(Stored entries)
+ + + + +

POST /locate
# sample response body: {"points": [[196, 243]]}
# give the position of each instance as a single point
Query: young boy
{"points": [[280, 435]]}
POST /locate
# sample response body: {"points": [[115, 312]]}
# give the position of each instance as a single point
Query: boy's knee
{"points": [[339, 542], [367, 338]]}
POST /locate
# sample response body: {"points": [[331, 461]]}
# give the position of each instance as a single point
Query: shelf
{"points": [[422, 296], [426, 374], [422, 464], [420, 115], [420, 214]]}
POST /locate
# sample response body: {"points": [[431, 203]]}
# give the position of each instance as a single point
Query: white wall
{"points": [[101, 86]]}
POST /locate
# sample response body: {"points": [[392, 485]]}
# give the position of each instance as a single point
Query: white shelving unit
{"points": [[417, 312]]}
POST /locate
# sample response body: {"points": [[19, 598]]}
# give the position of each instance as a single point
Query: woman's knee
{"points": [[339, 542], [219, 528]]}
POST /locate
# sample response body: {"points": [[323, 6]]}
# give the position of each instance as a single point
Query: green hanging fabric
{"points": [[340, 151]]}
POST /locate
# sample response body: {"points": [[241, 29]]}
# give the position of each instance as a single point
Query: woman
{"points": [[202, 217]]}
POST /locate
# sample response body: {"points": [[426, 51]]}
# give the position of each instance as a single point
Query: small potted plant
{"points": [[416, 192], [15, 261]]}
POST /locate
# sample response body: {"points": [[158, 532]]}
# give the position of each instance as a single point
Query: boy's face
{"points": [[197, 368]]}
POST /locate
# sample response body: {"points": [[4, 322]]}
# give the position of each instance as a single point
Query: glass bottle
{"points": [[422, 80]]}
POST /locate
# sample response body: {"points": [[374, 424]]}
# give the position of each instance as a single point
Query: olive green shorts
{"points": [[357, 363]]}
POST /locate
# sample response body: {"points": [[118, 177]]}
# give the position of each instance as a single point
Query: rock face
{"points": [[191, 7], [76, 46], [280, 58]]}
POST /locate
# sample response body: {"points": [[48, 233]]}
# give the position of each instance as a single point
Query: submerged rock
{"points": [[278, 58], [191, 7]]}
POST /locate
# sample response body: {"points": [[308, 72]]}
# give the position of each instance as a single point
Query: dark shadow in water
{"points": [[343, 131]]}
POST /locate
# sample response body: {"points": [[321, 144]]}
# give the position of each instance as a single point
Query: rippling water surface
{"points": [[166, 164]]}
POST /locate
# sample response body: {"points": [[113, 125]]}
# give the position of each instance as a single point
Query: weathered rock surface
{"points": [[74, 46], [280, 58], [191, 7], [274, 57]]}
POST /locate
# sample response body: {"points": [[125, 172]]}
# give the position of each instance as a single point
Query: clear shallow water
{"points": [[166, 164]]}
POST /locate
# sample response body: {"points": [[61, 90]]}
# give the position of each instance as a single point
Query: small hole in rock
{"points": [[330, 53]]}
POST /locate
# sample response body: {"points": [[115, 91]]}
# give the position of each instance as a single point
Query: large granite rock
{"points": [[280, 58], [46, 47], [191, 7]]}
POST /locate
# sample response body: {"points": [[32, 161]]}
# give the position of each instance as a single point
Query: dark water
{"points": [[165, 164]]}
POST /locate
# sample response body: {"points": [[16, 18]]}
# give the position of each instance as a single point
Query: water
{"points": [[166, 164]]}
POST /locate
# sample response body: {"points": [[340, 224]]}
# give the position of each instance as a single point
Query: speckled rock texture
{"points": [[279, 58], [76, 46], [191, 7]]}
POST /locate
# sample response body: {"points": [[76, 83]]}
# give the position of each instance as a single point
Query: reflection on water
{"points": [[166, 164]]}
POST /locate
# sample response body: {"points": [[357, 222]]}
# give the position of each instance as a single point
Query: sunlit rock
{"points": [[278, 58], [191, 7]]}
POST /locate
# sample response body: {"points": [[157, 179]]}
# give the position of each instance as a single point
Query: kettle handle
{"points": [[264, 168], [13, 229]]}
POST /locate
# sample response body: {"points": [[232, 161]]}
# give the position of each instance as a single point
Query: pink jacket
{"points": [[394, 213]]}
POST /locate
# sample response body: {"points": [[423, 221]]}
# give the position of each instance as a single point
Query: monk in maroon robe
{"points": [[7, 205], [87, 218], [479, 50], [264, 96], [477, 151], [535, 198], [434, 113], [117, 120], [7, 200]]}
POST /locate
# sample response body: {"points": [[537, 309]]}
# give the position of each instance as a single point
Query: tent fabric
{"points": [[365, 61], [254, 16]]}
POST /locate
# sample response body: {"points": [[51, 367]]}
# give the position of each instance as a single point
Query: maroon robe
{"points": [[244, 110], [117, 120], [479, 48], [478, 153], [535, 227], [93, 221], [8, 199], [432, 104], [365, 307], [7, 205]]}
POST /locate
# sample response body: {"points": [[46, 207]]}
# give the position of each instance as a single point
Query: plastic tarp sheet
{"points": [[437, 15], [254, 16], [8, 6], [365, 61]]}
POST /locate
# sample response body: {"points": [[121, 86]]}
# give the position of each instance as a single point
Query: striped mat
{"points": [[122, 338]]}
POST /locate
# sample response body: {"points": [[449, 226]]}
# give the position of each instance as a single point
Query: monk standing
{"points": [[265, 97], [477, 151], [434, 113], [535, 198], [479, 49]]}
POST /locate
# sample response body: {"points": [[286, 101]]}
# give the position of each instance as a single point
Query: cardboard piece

+ + + + +

## What you should do
Repeat the full set of records above character for character.

## Task output
POST /locate
# sample response body: {"points": [[196, 243]]}
# give the position of each instance as a single point
Query: young boy
{"points": [[280, 435]]}
POST /locate
# sample response body: {"points": [[115, 312]]}
# give the position of each instance as a single point
Query: boy's knee
{"points": [[339, 542], [367, 338]]}
POST /locate
# sample response body: {"points": [[331, 461]]}
# give the position of each instance as a single point
Query: shelf
{"points": [[422, 296], [426, 374], [422, 464], [420, 115], [420, 214]]}
POST /locate
# sample response body: {"points": [[431, 203]]}
# give the position of each instance as a single point
Query: white wall
{"points": [[101, 86]]}
POST /locate
# sample response body: {"points": [[392, 485]]}
# give the position of each instance as a single point
Query: white shelving unit
{"points": [[417, 312]]}
POST /locate
# sample response body: {"points": [[19, 598]]}
# give the position of each instance as a single point
Query: woman's knee
{"points": [[339, 542], [219, 528]]}
POST /locate
# sample response body: {"points": [[323, 6]]}
# give the position of each instance as a single point
Query: green hanging fabric
{"points": [[340, 151]]}
POST /locate
# sample response body: {"points": [[241, 29]]}
# give the position of each instance as a single point
Query: woman
{"points": [[202, 217]]}
POST /locate
# sample response body: {"points": [[426, 51]]}
# give the position of each instance as a single point
Query: small potted plant
{"points": [[416, 192], [15, 261]]}
POST /locate
# sample response body: {"points": [[158, 532]]}
# give the position of each instance as a single point
Query: boy's face
{"points": [[197, 368]]}
POST /locate
# sample response body: {"points": [[4, 322]]}
# give the position of each instance as a single point
Query: glass bottle
{"points": [[422, 80]]}
POST /locate
# sample response body: {"points": [[374, 424]]}
# give the position of each instance as a single point
Query: olive green shorts
{"points": [[357, 363]]}
POST /locate
# sample response body: {"points": [[118, 177]]}
# give the position of each instance as a single point
Query: rock face
{"points": [[191, 7], [76, 46], [280, 58]]}
POST /locate
# sample response body: {"points": [[48, 233]]}
# give the position of each instance as a single point
Query: submerged rock
{"points": [[278, 58], [191, 7]]}
POST /locate
# sample response body: {"points": [[308, 72]]}
# give the position of each instance as a single point
Query: dark shadow in water
{"points": [[343, 131]]}
POST /locate
# sample response body: {"points": [[321, 144]]}
# give the position of each instance as a single point
Query: rippling water surface
{"points": [[166, 164]]}
POST /locate
# sample response body: {"points": [[113, 125]]}
# give the position of each instance as a single point
Query: weathered rock surface
{"points": [[74, 46], [280, 58], [191, 7], [274, 57]]}
POST /locate
# sample response body: {"points": [[125, 172]]}
# give the position of each instance as a single point
Query: clear shallow water
{"points": [[166, 164]]}
POST /locate
# sample response body: {"points": [[61, 90]]}
# give the position of each instance as a single point
Query: small hole in rock
{"points": [[330, 53]]}
POST /locate
# sample response body: {"points": [[115, 91]]}
# give the position of each instance as a single point
Query: large granite rock
{"points": [[280, 58], [46, 47], [191, 7]]}
POST /locate
# sample response body: {"points": [[32, 161]]}
# give the position of each instance as a single point
Query: dark water
{"points": [[165, 164]]}
POST /locate
# sample response body: {"points": [[16, 18]]}
# give the position of each instance as a single point
Query: water
{"points": [[166, 164]]}
POST /locate
# sample response body: {"points": [[340, 224]]}
# give the position of each instance as a single point
Query: speckled rock texture
{"points": [[279, 58], [76, 46], [191, 7]]}
POST /locate
# sample response body: {"points": [[76, 83]]}
# give the position of each instance as a single point
Query: reflection on water
{"points": [[166, 164]]}
POST /locate
# sample response body: {"points": [[357, 222]]}
# give the position of each instance as a single point
Query: sunlit rock
{"points": [[278, 58], [191, 7]]}
POST /locate
# sample response body: {"points": [[157, 179]]}
# give the position of each instance as a single point
Query: kettle handle
{"points": [[264, 168], [13, 229]]}
POST /locate
# sample response body: {"points": [[232, 161]]}
# give the position of each instance as a single point
Query: pink jacket
{"points": [[394, 213]]}
POST /locate
# sample response body: {"points": [[423, 221]]}
# give the position of each instance as a single point
Query: monk in maroon robe
{"points": [[7, 205], [87, 218], [479, 50], [264, 96], [477, 151], [535, 198], [434, 113], [117, 120], [7, 200]]}
POST /locate
# sample response body: {"points": [[537, 309]]}
# give the position of each instance as a single point
Query: tent fabric
{"points": [[365, 61], [254, 16]]}
POST /locate
# sample response body: {"points": [[51, 367]]}
# give the position of each instance as a single point
Query: maroon robe
{"points": [[244, 110], [117, 120], [479, 48], [478, 153], [535, 227], [93, 221], [8, 199], [432, 104], [365, 307], [7, 205]]}
POST /locate
# sample response body: {"points": [[46, 207]]}
# give the position of each instance as a single point
Query: plastic tarp sheet
{"points": [[437, 15], [254, 16], [8, 6], [365, 61]]}
POST /locate
# sample response body: {"points": [[121, 86]]}
# give the position of each instance as a single point
Query: striped mat
{"points": [[122, 338]]}
POST /locate
# sample response body: {"points": [[449, 226]]}
# give the position of each instance as a single point
Query: monk standing
{"points": [[265, 97], [477, 151], [434, 113], [535, 198], [479, 49]]}
POST /locate
# sample response body: {"points": [[286, 101]]}
# give the position of each instance as a single point
Query: cardboard piece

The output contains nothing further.